• _Exercise_: Put every line of the data below into a numbered list, and omit any blank lines.

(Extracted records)
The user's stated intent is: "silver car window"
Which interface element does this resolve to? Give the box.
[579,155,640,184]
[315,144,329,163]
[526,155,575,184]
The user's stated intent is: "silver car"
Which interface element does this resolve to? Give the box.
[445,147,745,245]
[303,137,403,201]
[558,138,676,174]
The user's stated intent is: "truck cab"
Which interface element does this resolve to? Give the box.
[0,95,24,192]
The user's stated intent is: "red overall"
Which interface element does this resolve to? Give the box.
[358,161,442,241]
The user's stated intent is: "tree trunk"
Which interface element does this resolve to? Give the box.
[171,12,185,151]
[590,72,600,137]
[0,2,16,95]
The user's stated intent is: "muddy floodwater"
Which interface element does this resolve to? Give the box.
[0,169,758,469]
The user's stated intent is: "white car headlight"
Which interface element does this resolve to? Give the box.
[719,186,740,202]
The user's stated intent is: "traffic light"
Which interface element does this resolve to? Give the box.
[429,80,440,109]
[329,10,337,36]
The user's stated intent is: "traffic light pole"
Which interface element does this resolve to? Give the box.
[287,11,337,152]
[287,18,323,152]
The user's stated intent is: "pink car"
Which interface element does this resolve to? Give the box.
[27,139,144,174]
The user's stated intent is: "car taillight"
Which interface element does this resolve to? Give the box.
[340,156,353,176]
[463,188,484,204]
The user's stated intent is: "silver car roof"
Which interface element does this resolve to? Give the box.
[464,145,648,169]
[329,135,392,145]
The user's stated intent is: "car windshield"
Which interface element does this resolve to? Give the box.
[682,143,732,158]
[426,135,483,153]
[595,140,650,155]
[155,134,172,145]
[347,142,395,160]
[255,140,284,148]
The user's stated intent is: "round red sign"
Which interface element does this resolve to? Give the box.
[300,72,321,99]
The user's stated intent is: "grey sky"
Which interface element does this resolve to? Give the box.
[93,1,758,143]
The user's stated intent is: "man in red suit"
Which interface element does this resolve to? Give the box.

• _Written response_:
1. The user's stated intent is: "silver car window"
2. Which interface element does this resolve to? Give the box.
3. [579,155,640,184]
4. [315,144,329,163]
5. [526,155,575,184]
6. The user's stated intent is: "silver car"
7. Which interface element does this resolve to? Give the box.
8. [445,147,745,245]
9. [303,137,403,201]
10. [558,138,676,174]
11. The user's stated intent is: "truck cab"
12. Which interface element does this resolve to? Give the box.
13. [0,95,24,192]
14. The user's stated intent is: "red overall"
15. Which interface element does this resolve to? Give the box.
16. [358,161,442,241]
17. The user's stated intent is: "tree trunk"
18. Which interface element does this resolve to? Give the box.
19. [171,12,185,151]
20. [590,72,600,137]
21. [0,2,16,95]
22. The user's stated intent is: "muddy floodwater"
23. Which interface element does this resolve to? Give the box.
24. [0,169,758,469]
25. The user's stated intent is: "white car headlight"
26. Which interface element does this resolve to? Give the box.
27. [719,186,740,202]
28. The user's stated intent is: "traffic light"
29. Which interface element does this resolve to? Give the box.
30. [429,80,440,109]
31. [329,10,337,36]
32. The user's stated intent is: "traffic light pole"
33. Which interface element does this resolve to? Give the box.
34. [287,11,337,152]
35. [287,18,323,152]
36. The user's stated intent is: "pink car"
37. Which interface element does this resolve to? Give the box.
38. [27,139,144,174]
39. The user's stated intent is: "car taillight"
40. Which interface element does this resolve to? Give the box.
41. [340,156,353,176]
42. [463,188,484,204]
43. The user's stated intent is: "silver car roof"
44. Which interface element does this resolve to? Give the box.
45. [464,145,648,169]
46. [329,135,392,145]
47. The user's stated intent is: "car windshield"
48. Which interface element does this resolve to? Give the box.
49. [682,143,732,158]
50. [426,135,483,153]
51. [595,140,650,155]
52. [155,134,172,145]
53. [347,142,395,160]
54. [255,140,284,148]
55. The user's stated intent is: "round red sign"
56. Which interface element does this resolve to? Give the box.
57. [300,72,321,99]
58. The user's stated intent is: "grey sky"
59. Which interface element does this resolve to? Give the box.
60. [93,1,758,143]
61. The user's stated intent is: "man in red suit"
62. Which interface element does this resolve to? Give the box.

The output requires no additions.